TASKS TO CARRY OUT:
a: Output the part of the machine learning introduction from "Let’s start!" up to and including "II. Why use Machine learning?", unchanged.
b: Show each line of the listing that contains the string "flowerpot", treating uppercase and lowercase as different.

PROVIDED PASSAGE:

An introduction to Machine Learning

Khuyen Le
Khuyen Le
Feb 14 · 7 min read
Photo by Alex Knight on Unsplash

As you know, the applications of Machine learning appear everywhere in our life. For example, when you search for something in Google, based on Machine learning algorithms, it recommends to you the most performance results related to your keywords. Facebook, Youtube, Amazon also use recommendation systems for suggesting the users their products. Apple develops Machine learning algorithms for face and fingerprint recognition to activate your devices without using your password, … Thanks to Machine learning, our lives have become much more convenient.

In this article, we will study various types of Machine learning algorithms and their use-cases. The content of this article is divided into 3 parts:

  • What is Machine learning?
  • Why use Machine learning?
  • Types of Machine learning algorithms.

Let’s start!

I. What is Machine Learning?

In 1959, Arthur Samuel defined: “Machine Learning is the field of study that gives the computer the ability to learn without explicitly programmed”.

Definition of Machine learning by Arthur Samuel

In 1997, Tome Michel gave another definition of Machine learning which is more technical: “A computer program is said to learn from experience E with respect to some class of tasks T and performance measure P if its performance at tasks in T, as measured by P, improves with experience E”.

II. Why use Machine learning?

To see the importance of Machine learning, let consider an example of spam email recognition. For this problem, you first have to examine what a spam email looks like. You remark that it may contain many errors and links, or some words like “bank card”, “free”, “congratulation”, … After analyzing all possible characteristics, you have to write a program to detect them repeatedly for all emails. Therefore, your code will be very long and complicated to maintain. By contrast, the Machine learning technique studies automatically what characteristics are contained in a spam email, the code becomes much shorter and simpler to maintain. Furthermore, machine learning algorithms give us better results compared to the traditional ones.

In summary, there are some reasons why we should use Machine learning algorithms instead of traditional methods:

  • Machine learning algorithms are faster, require less computational power, and give better results compared to the traditional algorithms.
  • Machine learning techniques can find the solutions for some complicated problems while the traditional methods can not.
  • Fluctuating environments: Machine learning systems can adapt to new data.
  • Machine learning algorithms are good for the exploration of complicated problems with a large dataset.

SUPPLIED ENTRIES:
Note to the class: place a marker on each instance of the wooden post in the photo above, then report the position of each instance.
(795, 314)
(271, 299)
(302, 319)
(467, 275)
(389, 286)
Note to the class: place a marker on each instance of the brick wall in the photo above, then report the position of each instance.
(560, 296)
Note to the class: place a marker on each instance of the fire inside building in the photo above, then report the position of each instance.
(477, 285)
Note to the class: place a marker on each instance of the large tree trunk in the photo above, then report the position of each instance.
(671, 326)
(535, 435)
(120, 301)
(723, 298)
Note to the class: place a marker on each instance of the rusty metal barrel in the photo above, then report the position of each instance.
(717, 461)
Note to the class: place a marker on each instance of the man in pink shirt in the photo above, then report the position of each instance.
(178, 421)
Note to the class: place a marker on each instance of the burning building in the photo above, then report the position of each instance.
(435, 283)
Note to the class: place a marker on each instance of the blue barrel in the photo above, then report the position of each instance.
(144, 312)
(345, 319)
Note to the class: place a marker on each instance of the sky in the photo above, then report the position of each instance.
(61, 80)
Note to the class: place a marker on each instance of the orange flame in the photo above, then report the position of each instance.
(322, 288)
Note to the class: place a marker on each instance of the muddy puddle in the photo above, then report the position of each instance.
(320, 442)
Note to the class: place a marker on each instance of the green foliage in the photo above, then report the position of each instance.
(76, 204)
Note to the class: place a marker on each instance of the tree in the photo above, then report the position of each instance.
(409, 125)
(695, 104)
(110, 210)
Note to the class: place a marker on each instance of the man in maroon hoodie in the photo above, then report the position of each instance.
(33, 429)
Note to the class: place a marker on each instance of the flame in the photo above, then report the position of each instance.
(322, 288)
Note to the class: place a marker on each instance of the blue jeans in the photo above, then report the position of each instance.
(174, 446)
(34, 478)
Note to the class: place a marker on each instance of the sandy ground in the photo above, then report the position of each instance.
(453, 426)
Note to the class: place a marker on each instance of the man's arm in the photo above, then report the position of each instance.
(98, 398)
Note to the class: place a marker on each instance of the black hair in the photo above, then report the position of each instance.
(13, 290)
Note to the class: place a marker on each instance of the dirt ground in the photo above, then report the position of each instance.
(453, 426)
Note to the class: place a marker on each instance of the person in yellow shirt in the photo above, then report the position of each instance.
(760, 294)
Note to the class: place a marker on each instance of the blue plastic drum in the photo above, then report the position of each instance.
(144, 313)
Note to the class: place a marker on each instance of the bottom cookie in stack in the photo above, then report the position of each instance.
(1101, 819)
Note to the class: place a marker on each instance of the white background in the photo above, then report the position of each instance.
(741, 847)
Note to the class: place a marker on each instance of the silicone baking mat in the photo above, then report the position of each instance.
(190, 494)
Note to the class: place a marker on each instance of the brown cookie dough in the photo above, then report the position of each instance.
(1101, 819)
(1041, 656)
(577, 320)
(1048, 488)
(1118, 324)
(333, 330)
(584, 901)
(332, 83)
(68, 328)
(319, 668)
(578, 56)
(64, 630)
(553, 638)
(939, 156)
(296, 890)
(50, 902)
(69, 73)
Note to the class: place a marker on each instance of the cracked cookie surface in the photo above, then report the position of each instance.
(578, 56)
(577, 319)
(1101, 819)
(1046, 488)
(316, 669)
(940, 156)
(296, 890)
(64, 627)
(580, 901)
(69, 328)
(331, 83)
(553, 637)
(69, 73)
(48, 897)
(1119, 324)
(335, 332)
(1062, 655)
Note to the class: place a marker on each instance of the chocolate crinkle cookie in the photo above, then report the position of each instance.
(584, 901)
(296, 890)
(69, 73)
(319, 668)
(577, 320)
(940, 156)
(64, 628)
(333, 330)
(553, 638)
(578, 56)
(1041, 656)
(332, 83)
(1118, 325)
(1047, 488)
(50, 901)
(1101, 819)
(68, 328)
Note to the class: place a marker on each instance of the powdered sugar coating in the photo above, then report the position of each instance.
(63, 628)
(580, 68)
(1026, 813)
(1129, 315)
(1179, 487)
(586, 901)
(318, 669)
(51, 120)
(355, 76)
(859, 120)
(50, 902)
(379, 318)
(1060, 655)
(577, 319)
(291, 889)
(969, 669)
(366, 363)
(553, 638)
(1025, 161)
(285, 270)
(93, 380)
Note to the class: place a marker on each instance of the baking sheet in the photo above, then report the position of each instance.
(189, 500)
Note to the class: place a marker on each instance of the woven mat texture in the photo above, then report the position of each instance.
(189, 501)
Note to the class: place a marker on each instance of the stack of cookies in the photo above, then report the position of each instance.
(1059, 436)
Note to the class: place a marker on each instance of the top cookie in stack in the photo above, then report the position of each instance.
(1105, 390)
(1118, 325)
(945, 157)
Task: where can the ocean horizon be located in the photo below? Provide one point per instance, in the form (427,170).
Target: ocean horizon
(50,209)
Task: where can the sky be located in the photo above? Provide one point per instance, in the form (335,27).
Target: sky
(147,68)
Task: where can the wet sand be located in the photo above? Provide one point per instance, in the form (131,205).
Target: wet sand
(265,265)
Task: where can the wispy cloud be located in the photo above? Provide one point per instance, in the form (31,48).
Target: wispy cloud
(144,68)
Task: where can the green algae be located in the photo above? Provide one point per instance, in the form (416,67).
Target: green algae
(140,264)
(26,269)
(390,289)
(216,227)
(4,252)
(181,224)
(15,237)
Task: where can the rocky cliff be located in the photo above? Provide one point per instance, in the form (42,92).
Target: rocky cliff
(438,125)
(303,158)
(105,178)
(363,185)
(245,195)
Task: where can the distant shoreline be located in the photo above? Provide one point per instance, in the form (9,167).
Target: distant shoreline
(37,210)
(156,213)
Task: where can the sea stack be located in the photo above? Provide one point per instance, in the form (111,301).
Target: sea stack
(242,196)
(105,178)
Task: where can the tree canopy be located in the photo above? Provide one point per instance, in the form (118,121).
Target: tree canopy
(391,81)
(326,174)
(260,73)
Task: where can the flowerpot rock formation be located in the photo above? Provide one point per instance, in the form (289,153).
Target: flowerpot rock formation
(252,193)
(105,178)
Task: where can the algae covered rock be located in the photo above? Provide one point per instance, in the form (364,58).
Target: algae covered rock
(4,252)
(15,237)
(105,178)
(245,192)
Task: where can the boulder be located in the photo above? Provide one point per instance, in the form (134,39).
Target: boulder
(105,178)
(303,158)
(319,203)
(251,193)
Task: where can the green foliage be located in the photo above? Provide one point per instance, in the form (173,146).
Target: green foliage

PROBLEM SOLUTIONS:
a:
Let’s start!

I. What is Machine Learning?

In 1959, Arthur Samuel defined: “Machine Learning is the field of study that gives the computer the ability to learn without explicitly programmed”.

Definition of Machine learning by Arthur Samuel

In 1997, Tome Michel gave another definition of Machine learning which is more technical: “A computer program is said to learn from experience E with respect to some class of tasks T and performance measure P if its performance at tasks in T, as measured by P, improves with experience E”.

II. Why use Machine learning?

b:
Task: where can the flowerpot rock formation be located in the photo above? Provide one point per instance, in the form (289,153).
Target: flowerpot rock formation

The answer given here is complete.